Text section start

Rona Fairhead: We have certainly gone out of our way to make sure that they are heard. We have done a full public consultation; 1,500 people or so from Wales have responded. We have done public seminars. We have attended seminars from others in Wales. The Audience Council has been very active, and clearly we have Elan, who makes sure that the views of Wales and where she hears things of concern are represented. I do think the voice has been heard, certainly by us, and we have tried to articulate it. Ultimately, it will be has the DCMS heard, and we have tried to make sure that those voices are very clear. That is why some of the areas that have come up about portrayal, about baking it into service licences, is directly from the feedback we have had from Wales, Scotland and the north-east of England. We have tried to do whatever we can. Would you like to say anything more on that?
Elan Closs Stephens: Yes, I would like to add to that. The Audience Council is a very major resource in this charter renewal. I think over the past year we have held 18 outreach events, so this is not the view of 12 people who are coming together on a monthly basis. It is garnering views from the public and trying its best to reach areas that are not usually articulating their views to us. In addition, I make a point of seeing the Secretary of State for Wales; Alun Cairns, the Minister; the Minister for Creative Industries, Ken Skates, in the Assembly; the Welsh peers. I try my best to do it every six months. Sometimes there is quite a large gap, but it is something I have tried to do since coming to this post so that I am as accountable to elected Members as possible. Last time I think you and I met the peers together, Rona.
Q228 Dr James Davies: If we look inside the Department for Culture, Media and Sport, I believe the Secretary of State has appointed a team of advisers to guide him through the process, and not one of those is a Welsh representative. Does that concern you?
Rona Fairhead: I cannot opine on DCMS selection of advisers. I think that is really for the Secretary of State.
Chair: I suppose we cannot draw Ms Closs Stephens on that one either, can we?
Elan Closs Stephens: It was my understanding that this group was no longer active.
Dr James Davies: Okay, that may be the case.
Elan Closs Stephens: Anyway, it is obviously a group that has been brought together for a particular purpose.
Q229 Dr James Davies: If we think about S4C in particular, is there a danger that the needs of S4C are drowned in terms of the charter renewal process by the BBC or the matters relating to the BBC?
Rona Fairhead: Elan is on the board. Would you like Elan to speak to that one? It probably makes more sense.
Elan Closs Stephens: I hope not, because there are two different things going on. There is the size and scope of the BBC, which is a UK process that happens every 10 years and which is quite a massive undertaking for the whole public, all of whom pay their licence fee. Simultaneously, because now the BBC’s licence fee is the funding for S4C, then obviously what happens to the BBC has a knock-on effect on S4C. I understand that S4C is very keen to have a review of its own activity, and I have to stress despite the fact that I am on their authority and have had a huge benefit from being on that authority, they are an independent body and it is for them to take this matter up with the Secretary of State for DCMS and to try to find the adequate funding level for themselves. The BBC will then have to respond.

Text section end
Records to process start

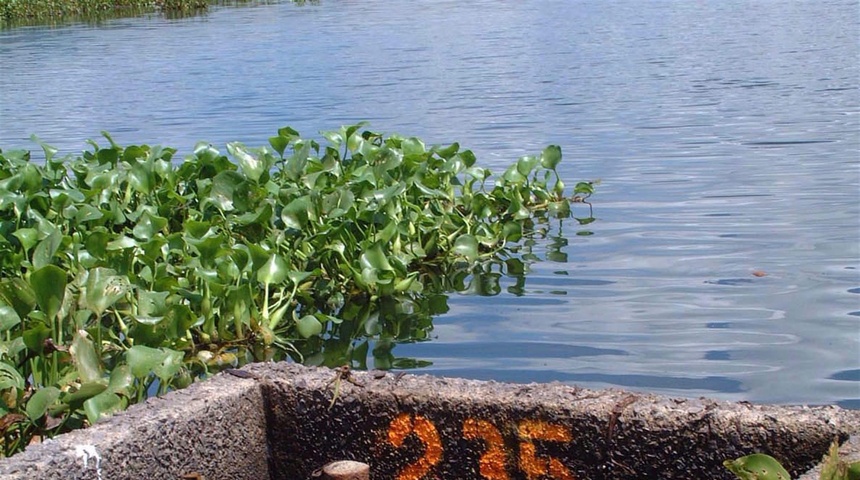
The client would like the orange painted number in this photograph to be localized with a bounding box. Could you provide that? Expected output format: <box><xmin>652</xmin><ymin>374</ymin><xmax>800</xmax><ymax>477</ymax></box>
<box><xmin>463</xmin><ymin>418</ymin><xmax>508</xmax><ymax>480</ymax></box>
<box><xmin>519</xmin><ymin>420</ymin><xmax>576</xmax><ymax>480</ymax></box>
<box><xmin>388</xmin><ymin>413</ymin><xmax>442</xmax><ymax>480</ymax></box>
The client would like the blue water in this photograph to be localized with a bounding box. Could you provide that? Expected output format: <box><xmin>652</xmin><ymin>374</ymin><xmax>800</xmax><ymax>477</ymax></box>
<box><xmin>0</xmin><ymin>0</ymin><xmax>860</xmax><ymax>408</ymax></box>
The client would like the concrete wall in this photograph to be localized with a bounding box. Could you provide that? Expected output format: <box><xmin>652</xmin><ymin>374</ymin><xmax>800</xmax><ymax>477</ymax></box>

Records to process end

**Task instructions:**
1. Count the rows that contain the word "client" and give only that number.
2. Continue the transcript about BBC charter renewal from the point where it stops.
The transcript about BBC charter renewal and the rows are unrelated pieces of material.

**Solved problems:**
1. 3

2.
Q230 Chair: What is your view on whether or not there should be a separate review into S4C?
Elan Closs Stephens: Speaking as an authority member, I think that if they are keen to be reviewed, I am always on the side of transparency and a full discussion of the purpose and scope of public bodies, just as is happening at the moment with the charter.
Q231 Liz Saville Roberts: We talked about the funding of the BBC earlier on. Rona, you mentioned that, given that it is cash-neutral, that is effectively 10% in terms of inflation. Is it fair of us to take, therefore, from the letter to Tony Hall last summer from the Chancellor and the Secretary of State for DCMS that that is the equivalent cut that is likely to be made to S4C?
Rona Fairhead: I was there when the Chancellor said it, and what we were very clear about was that S4C is an independent company and has to make its own agreement with DCMS, who are ultimately responsible for their funding. The agreement that we had with the Chancellor was that any impact on revenues or costs that was not BBC driven—so, if the BBC managed to get efficiencies out—then that would not fall to the benefit of S4C, but increases in revenues would. What we have agreed with Government is there would be a read-across of any changes, and what we have said to S4C as the Trust is that if they want us to stand as honest broker to make sure that read-across happens appropriately and they feel that they are not having to go direct to the executive, we will do so. We are in the process of doing that read-across, but on the basis that the ink is not yet dry on the charter review so we cannot give any firm commitment.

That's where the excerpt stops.